◆ Extract to read
I dropped my wife off and drove back.  I parked and walked over to him as he looked at me with suspicion and offered him the five bucks I had in my pocket.  I apologized for the whole human race and told him, frankly, I didn’t know what his situation was or how he got where he was but that NO ONE deserved to be spoken to that way and I was sorry anyone had done that to him.  He looked a tad confused as I don’t think he understood why I would come back 10 minutes after it had happened  but was clearly appreciative.  The five spot and my apology for them won’t change anything.  He’ll still wonder what will happen each time a window rolls down and still will wake up tomorrow with no job and a need to get money to buy food.  Selfishly, it probably actually did more for me than him, and I know that. I doubt I’ll start giving him money each time I pass but I’ll never look at him, or other homeless men and women, the same again.

I’m not writing this because I think you all should give.  There are serious arguments that it enables and may make things worse.  I’ll have to continue deciding on a case by case basis what I’ll do each time I see someone asking for change. But pass on by or stop and make a donation, there is never a reason to make anyone not harming you feel worse. It is never okay to take your own day out on another person just because you can.  He may have issues that will prevent him from having a ‘normal’ life, be they real, imagined, physical, or emotional.  But I wish him well and as bad as I feel for him, I feel worse for the family and neighbors of the two animals that drove through Sullivan Square this morning.

◆ Dataset content
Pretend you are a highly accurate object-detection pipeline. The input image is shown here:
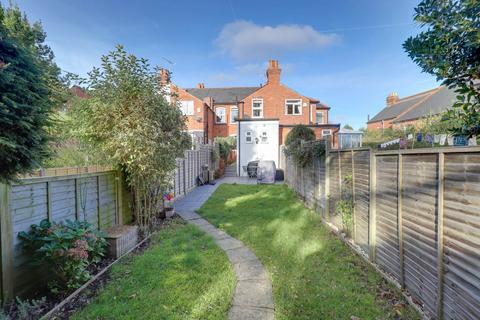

◆ What you need to do
**A.** Answer these questions using the account above:
(i) How much money did the writer offer the man?
(ii) How long after it had happened did the writer come back?
(iii) Through what place did the two people the writer calls "animals" drive that morning?
**B.** Transcribe the part of the account starting with "I’m not writing" and going on through "Square this morning.".

◆ Exercise solutions
**A.**
(i) Five dollars.
(ii) 10 minutes.
(iii) Sullivan Square.

**B.**
I’m not writing this because I think you all should give.  There are serious arguments that it enables and may make things worse.  I’ll have to continue deciding on a case by case basis what I’ll do each time I see someone asking for change. But pass on by or stop and make a donation, there is never a reason to make anyone not harming you feel worse. It is never okay to take your own day out on another person just because you can.  He may have issues that will prevent him from having a ‘normal’ life, be they real, imagined, physical, or emotional.  But I wish him well and as bad as I feel for him, I feel worse for the family and neighbors of the two animals that drove through Sullivan Square this morning.